━━━ Input rows ━━━

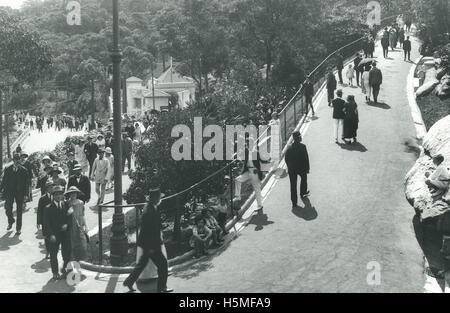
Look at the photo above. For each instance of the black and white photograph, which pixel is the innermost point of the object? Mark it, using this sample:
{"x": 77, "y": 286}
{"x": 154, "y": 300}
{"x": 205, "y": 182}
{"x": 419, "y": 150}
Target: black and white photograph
{"x": 204, "y": 147}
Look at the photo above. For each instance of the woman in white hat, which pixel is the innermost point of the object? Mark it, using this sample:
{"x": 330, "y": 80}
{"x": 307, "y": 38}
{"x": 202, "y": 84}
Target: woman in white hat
{"x": 109, "y": 156}
{"x": 79, "y": 229}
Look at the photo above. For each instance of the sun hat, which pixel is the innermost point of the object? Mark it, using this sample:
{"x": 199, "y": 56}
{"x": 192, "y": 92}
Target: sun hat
{"x": 72, "y": 189}
{"x": 58, "y": 189}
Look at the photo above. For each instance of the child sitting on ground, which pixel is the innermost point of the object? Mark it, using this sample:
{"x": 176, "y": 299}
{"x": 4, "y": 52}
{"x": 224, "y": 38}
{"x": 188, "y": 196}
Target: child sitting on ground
{"x": 222, "y": 210}
{"x": 201, "y": 237}
{"x": 439, "y": 181}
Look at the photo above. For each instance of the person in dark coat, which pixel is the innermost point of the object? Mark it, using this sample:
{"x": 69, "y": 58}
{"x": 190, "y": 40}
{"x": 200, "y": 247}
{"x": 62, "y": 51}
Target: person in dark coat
{"x": 42, "y": 180}
{"x": 297, "y": 161}
{"x": 44, "y": 201}
{"x": 91, "y": 150}
{"x": 338, "y": 115}
{"x": 27, "y": 164}
{"x": 331, "y": 86}
{"x": 82, "y": 182}
{"x": 385, "y": 43}
{"x": 309, "y": 94}
{"x": 340, "y": 67}
{"x": 57, "y": 225}
{"x": 351, "y": 120}
{"x": 14, "y": 187}
{"x": 369, "y": 47}
{"x": 71, "y": 163}
{"x": 357, "y": 68}
{"x": 375, "y": 80}
{"x": 401, "y": 37}
{"x": 127, "y": 150}
{"x": 151, "y": 241}
{"x": 407, "y": 48}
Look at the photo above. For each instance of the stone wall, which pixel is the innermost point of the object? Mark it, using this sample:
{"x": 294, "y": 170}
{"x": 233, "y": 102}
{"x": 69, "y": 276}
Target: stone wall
{"x": 436, "y": 141}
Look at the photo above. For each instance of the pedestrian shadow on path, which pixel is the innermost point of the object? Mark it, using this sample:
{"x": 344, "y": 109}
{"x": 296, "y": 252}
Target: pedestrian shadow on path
{"x": 308, "y": 212}
{"x": 7, "y": 241}
{"x": 41, "y": 266}
{"x": 380, "y": 105}
{"x": 359, "y": 147}
{"x": 260, "y": 220}
{"x": 59, "y": 286}
{"x": 430, "y": 241}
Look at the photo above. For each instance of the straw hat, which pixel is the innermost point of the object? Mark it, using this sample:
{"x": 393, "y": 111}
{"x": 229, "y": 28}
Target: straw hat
{"x": 72, "y": 189}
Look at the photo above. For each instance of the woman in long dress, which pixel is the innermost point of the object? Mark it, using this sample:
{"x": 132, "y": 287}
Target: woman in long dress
{"x": 79, "y": 228}
{"x": 366, "y": 88}
{"x": 351, "y": 120}
{"x": 80, "y": 156}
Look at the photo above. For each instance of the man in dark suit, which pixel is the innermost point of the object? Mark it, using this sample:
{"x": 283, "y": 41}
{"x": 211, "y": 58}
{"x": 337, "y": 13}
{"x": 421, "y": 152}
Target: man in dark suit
{"x": 44, "y": 201}
{"x": 71, "y": 163}
{"x": 82, "y": 182}
{"x": 309, "y": 94}
{"x": 14, "y": 187}
{"x": 151, "y": 241}
{"x": 57, "y": 225}
{"x": 91, "y": 150}
{"x": 43, "y": 179}
{"x": 407, "y": 48}
{"x": 338, "y": 115}
{"x": 375, "y": 80}
{"x": 297, "y": 161}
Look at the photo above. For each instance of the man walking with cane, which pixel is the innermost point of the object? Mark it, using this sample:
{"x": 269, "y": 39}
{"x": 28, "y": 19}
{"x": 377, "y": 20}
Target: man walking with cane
{"x": 151, "y": 241}
{"x": 375, "y": 80}
{"x": 14, "y": 187}
{"x": 297, "y": 161}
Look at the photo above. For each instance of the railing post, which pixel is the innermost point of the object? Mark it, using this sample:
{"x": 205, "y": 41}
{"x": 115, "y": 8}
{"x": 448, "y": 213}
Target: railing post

━━━

(Exercise task) Please convert every line of the entries above into a Markdown table with the columns n and Line, numbering the rows and skipping blank lines. Leave the pictures out.

(Exercise result)
| n | Line |
|---|---|
| 1 | Look at the photo above. For each instance of the black and white photograph, which pixel is the innermost point of the object? Mark it, using this sample: |
| 2 | {"x": 77, "y": 286} |
| 3 | {"x": 154, "y": 300} |
| 4 | {"x": 205, "y": 182} |
| 5 | {"x": 419, "y": 150} |
| 6 | Target: black and white photograph |
| 7 | {"x": 204, "y": 147} |
| 8 | Look at the photo above. For each instance of the woman in white hat, which pixel is the innermost point of the object? Mark it, using this sample: |
| 9 | {"x": 330, "y": 80} |
| 10 | {"x": 307, "y": 38} |
| 11 | {"x": 202, "y": 84} |
| 12 | Target: woman in white hat |
| 13 | {"x": 109, "y": 156} |
| 14 | {"x": 79, "y": 229} |
| 15 | Look at the photo above. For each instance of the sun hat, which pixel is the innermost point of the object? Mark it, using this sample: |
| 16 | {"x": 199, "y": 56} |
| 17 | {"x": 192, "y": 92} |
| 18 | Target: sun hat |
| 19 | {"x": 72, "y": 189} |
| 20 | {"x": 58, "y": 189} |
| 21 | Look at the photo above. For each instance of the child sitting on ground, which pixel is the innermost point of the object? Mark it, using this sample: |
| 22 | {"x": 176, "y": 299} |
| 23 | {"x": 4, "y": 52} |
| 24 | {"x": 224, "y": 38} |
| 25 | {"x": 188, "y": 196} |
| 26 | Target: child sitting on ground |
| 27 | {"x": 222, "y": 210} |
| 28 | {"x": 201, "y": 237} |
| 29 | {"x": 439, "y": 181} |
| 30 | Look at the photo above. For each instance of the person in dark coat, which pixel is the innermost point of the object? Mark it, using this sample: |
| 31 | {"x": 69, "y": 58} |
| 32 | {"x": 190, "y": 40} |
| 33 | {"x": 200, "y": 247} |
| 34 | {"x": 62, "y": 51} |
| 35 | Target: person in dark coat |
| 36 | {"x": 42, "y": 180} |
| 37 | {"x": 297, "y": 161} |
| 38 | {"x": 44, "y": 201} |
| 39 | {"x": 91, "y": 150} |
| 40 | {"x": 338, "y": 115} |
| 41 | {"x": 27, "y": 164} |
| 42 | {"x": 331, "y": 86} |
| 43 | {"x": 82, "y": 182} |
| 44 | {"x": 385, "y": 43} |
| 45 | {"x": 309, "y": 94} |
| 46 | {"x": 340, "y": 67} |
| 47 | {"x": 57, "y": 225} |
| 48 | {"x": 351, "y": 120} |
| 49 | {"x": 14, "y": 187} |
| 50 | {"x": 369, "y": 47} |
| 51 | {"x": 71, "y": 163} |
| 52 | {"x": 357, "y": 68} |
| 53 | {"x": 375, "y": 80} |
| 54 | {"x": 401, "y": 37} |
| 55 | {"x": 127, "y": 150} |
| 56 | {"x": 151, "y": 241} |
| 57 | {"x": 407, "y": 48} |
| 58 | Look at the photo above. For each instance of the stone wall, which pixel is the innermost point of the object? Mark it, using this sample: |
| 59 | {"x": 294, "y": 170} |
| 60 | {"x": 233, "y": 102} |
| 61 | {"x": 69, "y": 276} |
| 62 | Target: stone wall |
| 63 | {"x": 436, "y": 141} |
| 64 | Look at the photo above. For each instance of the pedestrian shadow on path, which pixel is the innermost point of the object? Mark it, using this sample: |
| 65 | {"x": 344, "y": 109} |
| 66 | {"x": 296, "y": 252} |
| 67 | Target: pedestrian shadow on path |
| 68 | {"x": 308, "y": 212} |
| 69 | {"x": 7, "y": 241} |
| 70 | {"x": 41, "y": 266} |
| 71 | {"x": 380, "y": 105} |
| 72 | {"x": 359, "y": 147} |
| 73 | {"x": 260, "y": 220} |
| 74 | {"x": 59, "y": 286} |
| 75 | {"x": 430, "y": 241} |
| 76 | Look at the photo above. For each instance of the straw hat, which pixel is the innermost point of the object? Mark it, using this sample: |
| 77 | {"x": 393, "y": 111} |
| 78 | {"x": 229, "y": 28} |
| 79 | Target: straw hat |
| 80 | {"x": 72, "y": 189} |
| 81 | Look at the photo above. For each instance of the woman in long dress, which pixel is the innermost point of the object? Mark it, using this sample: |
| 82 | {"x": 132, "y": 287} |
| 83 | Target: woman in long dress |
| 84 | {"x": 79, "y": 228} |
| 85 | {"x": 366, "y": 88} |
| 86 | {"x": 351, "y": 120} |
| 87 | {"x": 80, "y": 156} |
| 88 | Look at the photo above. For each instance of the man in dark suit, which pixel is the innermost point of the object? Mark it, using this sample: |
| 89 | {"x": 283, "y": 41} |
| 90 | {"x": 211, "y": 58} |
| 91 | {"x": 337, "y": 13} |
| 92 | {"x": 421, "y": 152} |
| 93 | Target: man in dark suit |
| 94 | {"x": 44, "y": 201} |
| 95 | {"x": 71, "y": 163} |
| 96 | {"x": 82, "y": 182} |
| 97 | {"x": 309, "y": 94} |
| 98 | {"x": 14, "y": 187} |
| 99 | {"x": 151, "y": 241} |
| 100 | {"x": 57, "y": 225} |
| 101 | {"x": 91, "y": 150} |
| 102 | {"x": 43, "y": 179} |
| 103 | {"x": 407, "y": 48} |
| 104 | {"x": 338, "y": 115} |
| 105 | {"x": 375, "y": 80} |
| 106 | {"x": 297, "y": 161} |
| 107 | Look at the photo above. For each instance of the man walking with cane, which pixel is the innermost point of the object? Mark it, using this sample: |
| 108 | {"x": 269, "y": 39} |
| 109 | {"x": 28, "y": 19} |
| 110 | {"x": 377, "y": 20} |
| 111 | Target: man walking with cane |
| 112 | {"x": 151, "y": 241} |
| 113 | {"x": 375, "y": 80} |
| 114 | {"x": 14, "y": 187} |
| 115 | {"x": 297, "y": 161} |
| 116 | Look at the photo above. For each instance of the railing post, which pixel is the innermost point of the object? Mark it, using this sample: |
| 117 | {"x": 205, "y": 41} |
| 118 | {"x": 115, "y": 8} |
| 119 | {"x": 448, "y": 213} |
| 120 | Target: railing post |